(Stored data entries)
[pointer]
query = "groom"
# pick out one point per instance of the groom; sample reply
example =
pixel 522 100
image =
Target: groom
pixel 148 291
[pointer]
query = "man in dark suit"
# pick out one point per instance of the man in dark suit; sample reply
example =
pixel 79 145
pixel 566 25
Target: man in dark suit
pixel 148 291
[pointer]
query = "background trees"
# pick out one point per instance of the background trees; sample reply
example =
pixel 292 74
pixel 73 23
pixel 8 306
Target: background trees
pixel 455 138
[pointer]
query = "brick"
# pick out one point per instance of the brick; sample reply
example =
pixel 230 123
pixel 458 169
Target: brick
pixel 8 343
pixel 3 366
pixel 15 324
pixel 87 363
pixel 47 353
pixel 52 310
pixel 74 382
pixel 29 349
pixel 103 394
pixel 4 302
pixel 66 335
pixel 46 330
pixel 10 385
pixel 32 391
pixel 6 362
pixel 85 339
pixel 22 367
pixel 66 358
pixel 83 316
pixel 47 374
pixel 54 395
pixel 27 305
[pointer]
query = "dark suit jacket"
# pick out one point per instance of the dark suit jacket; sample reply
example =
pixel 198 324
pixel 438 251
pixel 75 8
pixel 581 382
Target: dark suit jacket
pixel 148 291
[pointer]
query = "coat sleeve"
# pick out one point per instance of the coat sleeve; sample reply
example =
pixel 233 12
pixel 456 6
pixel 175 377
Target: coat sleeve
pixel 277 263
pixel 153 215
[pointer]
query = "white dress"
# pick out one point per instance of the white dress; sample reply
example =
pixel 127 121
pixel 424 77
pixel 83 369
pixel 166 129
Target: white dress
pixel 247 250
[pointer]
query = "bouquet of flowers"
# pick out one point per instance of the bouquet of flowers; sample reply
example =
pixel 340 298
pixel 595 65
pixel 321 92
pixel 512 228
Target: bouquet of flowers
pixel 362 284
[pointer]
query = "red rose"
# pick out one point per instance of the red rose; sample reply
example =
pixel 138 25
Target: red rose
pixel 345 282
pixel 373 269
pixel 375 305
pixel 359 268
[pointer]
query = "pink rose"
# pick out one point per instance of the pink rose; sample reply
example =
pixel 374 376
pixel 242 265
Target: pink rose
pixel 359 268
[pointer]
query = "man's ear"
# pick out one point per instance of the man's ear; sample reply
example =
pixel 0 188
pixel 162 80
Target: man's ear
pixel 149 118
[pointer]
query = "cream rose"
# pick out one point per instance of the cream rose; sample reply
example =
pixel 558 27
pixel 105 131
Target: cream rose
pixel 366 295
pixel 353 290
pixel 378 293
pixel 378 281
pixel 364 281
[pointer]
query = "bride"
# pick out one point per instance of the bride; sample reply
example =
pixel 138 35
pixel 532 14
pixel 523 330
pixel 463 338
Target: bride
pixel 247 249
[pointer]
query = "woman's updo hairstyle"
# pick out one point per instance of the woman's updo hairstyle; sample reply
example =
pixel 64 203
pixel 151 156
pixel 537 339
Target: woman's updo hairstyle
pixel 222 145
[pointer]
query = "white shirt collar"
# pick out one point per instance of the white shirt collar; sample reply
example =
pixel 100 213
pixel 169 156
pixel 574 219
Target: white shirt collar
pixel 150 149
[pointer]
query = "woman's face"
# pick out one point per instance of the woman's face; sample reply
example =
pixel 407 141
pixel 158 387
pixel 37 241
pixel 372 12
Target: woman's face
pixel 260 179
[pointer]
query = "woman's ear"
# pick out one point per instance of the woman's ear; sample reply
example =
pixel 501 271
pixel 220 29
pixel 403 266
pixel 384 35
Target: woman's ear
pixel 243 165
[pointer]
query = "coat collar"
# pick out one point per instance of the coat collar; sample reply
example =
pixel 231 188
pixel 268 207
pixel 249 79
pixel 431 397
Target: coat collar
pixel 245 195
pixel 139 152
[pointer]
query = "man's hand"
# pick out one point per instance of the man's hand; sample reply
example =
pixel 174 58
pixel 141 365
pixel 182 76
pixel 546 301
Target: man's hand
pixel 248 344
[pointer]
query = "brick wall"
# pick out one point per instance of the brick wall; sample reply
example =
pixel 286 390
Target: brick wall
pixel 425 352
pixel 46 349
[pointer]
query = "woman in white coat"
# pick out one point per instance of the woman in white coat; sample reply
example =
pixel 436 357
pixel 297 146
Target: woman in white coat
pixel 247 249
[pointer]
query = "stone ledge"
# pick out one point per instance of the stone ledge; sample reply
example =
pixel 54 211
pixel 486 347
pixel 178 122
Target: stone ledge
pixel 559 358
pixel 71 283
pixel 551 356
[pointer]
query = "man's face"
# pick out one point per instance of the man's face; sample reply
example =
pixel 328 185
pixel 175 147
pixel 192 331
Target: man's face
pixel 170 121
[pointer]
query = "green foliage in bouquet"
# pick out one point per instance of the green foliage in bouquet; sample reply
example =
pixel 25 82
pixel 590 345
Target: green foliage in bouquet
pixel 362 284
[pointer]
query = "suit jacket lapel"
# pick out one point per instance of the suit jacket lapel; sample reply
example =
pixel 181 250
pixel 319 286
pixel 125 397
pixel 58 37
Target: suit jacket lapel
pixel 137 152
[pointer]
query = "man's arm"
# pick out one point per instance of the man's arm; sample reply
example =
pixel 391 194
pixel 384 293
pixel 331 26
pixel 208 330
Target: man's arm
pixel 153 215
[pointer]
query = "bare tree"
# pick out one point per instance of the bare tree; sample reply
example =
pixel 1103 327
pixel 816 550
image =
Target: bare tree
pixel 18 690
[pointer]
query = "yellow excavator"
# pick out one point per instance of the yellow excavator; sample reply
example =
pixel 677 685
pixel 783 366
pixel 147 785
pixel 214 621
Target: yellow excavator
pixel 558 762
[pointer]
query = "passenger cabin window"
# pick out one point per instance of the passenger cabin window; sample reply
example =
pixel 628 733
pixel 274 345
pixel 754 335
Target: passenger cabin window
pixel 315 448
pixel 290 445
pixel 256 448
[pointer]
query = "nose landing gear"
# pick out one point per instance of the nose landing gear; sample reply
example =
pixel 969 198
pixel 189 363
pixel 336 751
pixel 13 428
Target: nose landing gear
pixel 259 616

▸ EXERCISE GOAL
Please set down all the data word for word.

▸ RESULT BELOW
[pointer]
query = "groom"
# pick out one point per instance of the groom; sample reply
example =
pixel 522 100
image =
Target: groom
pixel 148 291
[pointer]
query = "man in dark suit"
# pick out one point per instance of the man in dark suit; sample reply
example =
pixel 79 145
pixel 566 25
Target: man in dark suit
pixel 148 291
[pointer]
query = "background trees"
# pick out one point per instance of the background trees; sample reply
example =
pixel 292 74
pixel 73 23
pixel 8 306
Target: background trees
pixel 455 138
[pointer]
query = "brick"
# pick out one point per instance of the brick; sample reply
example =
pixel 230 123
pixel 458 169
Target: brick
pixel 8 343
pixel 3 366
pixel 15 324
pixel 87 363
pixel 47 353
pixel 52 310
pixel 74 382
pixel 29 349
pixel 103 394
pixel 4 302
pixel 66 335
pixel 46 330
pixel 10 385
pixel 32 391
pixel 6 362
pixel 85 339
pixel 22 367
pixel 66 358
pixel 83 316
pixel 47 374
pixel 54 395
pixel 27 305
[pointer]
query = "dark suit jacket"
# pick out one point per instance of the dark suit jacket; sample reply
example =
pixel 198 324
pixel 438 251
pixel 75 8
pixel 581 382
Target: dark suit jacket
pixel 148 291
[pointer]
query = "coat sleeve"
# pick out one point per instance of the coat sleeve; sample reply
example =
pixel 233 12
pixel 456 6
pixel 175 377
Target: coat sleeve
pixel 277 263
pixel 153 215
[pointer]
query = "white dress"
# pick out one point per instance of the white dress; sample reply
example =
pixel 127 121
pixel 424 77
pixel 83 369
pixel 166 129
Target: white dress
pixel 247 250
[pointer]
query = "bouquet of flowers"
# pick out one point per instance of the bouquet of flowers; sample reply
example =
pixel 340 298
pixel 595 65
pixel 321 92
pixel 512 228
Target: bouquet of flowers
pixel 362 284
[pointer]
query = "red rose"
# pick out one point per instance of the red rose; sample reply
example =
pixel 138 25
Target: red rose
pixel 345 282
pixel 373 269
pixel 375 305
pixel 359 268
[pointer]
query = "pink rose"
# pick out one point per instance of the pink rose; sample reply
example =
pixel 374 376
pixel 242 265
Target: pink rose
pixel 359 268
[pointer]
query = "man's ear"
# pick out one point per instance of the man's ear; sample reply
example =
pixel 0 188
pixel 162 80
Target: man's ear
pixel 149 118
[pointer]
query = "cream rose"
# pick out one point per instance of the cream rose; sample reply
example =
pixel 558 27
pixel 105 131
Target: cream rose
pixel 366 295
pixel 353 290
pixel 378 293
pixel 378 281
pixel 364 281
[pointer]
query = "bride"
# pick out one point per instance of the bride; sample reply
example =
pixel 138 35
pixel 532 14
pixel 523 330
pixel 463 338
Target: bride
pixel 247 249
[pointer]
query = "woman's updo hairstyle"
# pick out one point per instance of the woman's updo hairstyle; sample reply
example =
pixel 64 203
pixel 151 156
pixel 537 339
Target: woman's updo hairstyle
pixel 222 145
[pointer]
query = "white shirt collar"
# pick out one point per instance of the white shirt collar; sample reply
example =
pixel 100 213
pixel 169 156
pixel 574 219
Target: white shirt collar
pixel 150 149
[pointer]
query = "woman's face"
# pick out one point per instance of the woman's face; sample reply
example =
pixel 407 141
pixel 158 387
pixel 37 241
pixel 372 12
Target: woman's face
pixel 260 179
[pointer]
query = "woman's ear"
# pick out one point per instance of the woman's ear; sample reply
example =
pixel 501 271
pixel 220 29
pixel 403 266
pixel 384 35
Target: woman's ear
pixel 243 165
[pointer]
query = "coat collar"
# pick out one point per instance of the coat collar; sample reply
example =
pixel 231 188
pixel 268 207
pixel 249 79
pixel 431 397
Target: coat collar
pixel 245 195
pixel 139 152
[pointer]
query = "man's hand"
# pick out one point per instance of the man's hand; sample reply
example =
pixel 174 58
pixel 141 365
pixel 182 76
pixel 546 301
Target: man's hand
pixel 248 344
[pointer]
query = "brick wall"
# pick out one point per instance of the brick wall; sample reply
example =
pixel 286 390
Target: brick wall
pixel 425 352
pixel 46 349
[pointer]
query = "woman in white coat"
# pick out one point per instance of the woman in white coat; sample reply
example =
pixel 436 357
pixel 297 146
Target: woman in white coat
pixel 247 249
[pointer]
query = "stone ledge"
# pick out one point per instance of the stone ledge; sample reply
example =
pixel 54 211
pixel 486 347
pixel 178 122
Target: stone ledge
pixel 559 358
pixel 71 283
pixel 551 356
[pointer]
query = "man's face"
# pick out one point per instance of the man's face; sample reply
example =
pixel 328 185
pixel 175 147
pixel 192 331
Target: man's face
pixel 170 121
[pointer]
query = "green foliage in bouquet"
# pick out one point per instance of the green foliage in bouquet; sample reply
example =
pixel 25 82
pixel 590 345
Target: green foliage in bouquet
pixel 362 284
[pointer]
query = "suit jacket lapel"
# pick out one point per instance of the suit jacket lapel; sample reply
example =
pixel 181 250
pixel 319 286
pixel 125 397
pixel 58 37
Target: suit jacket lapel
pixel 137 152
[pointer]
query = "man's arm"
# pick out one point per instance of the man's arm; sample reply
example =
pixel 391 194
pixel 384 293
pixel 331 26
pixel 208 330
Target: man's arm
pixel 153 215
[pointer]
query = "bare tree"
# pick out one point per instance of the bare tree; sample reply
example =
pixel 1103 327
pixel 816 550
image =
Target: bare tree
pixel 18 690
[pointer]
query = "yellow excavator"
# pick out one point per instance of the yellow excavator; sample reply
example =
pixel 677 685
pixel 783 366
pixel 147 785
pixel 214 621
Target: yellow excavator
pixel 558 762
[pointer]
query = "passenger cabin window"
# pick out one point per instance of the passenger cabin window; sample reply
example =
pixel 628 733
pixel 274 345
pixel 754 335
Target: passenger cabin window
pixel 315 448
pixel 290 445
pixel 256 448
[pointer]
query = "nose landing gear"
# pick out one point per instance of the nose landing gear; sample reply
example =
pixel 969 198
pixel 189 363
pixel 336 751
pixel 13 428
Target: nose landing gear
pixel 259 616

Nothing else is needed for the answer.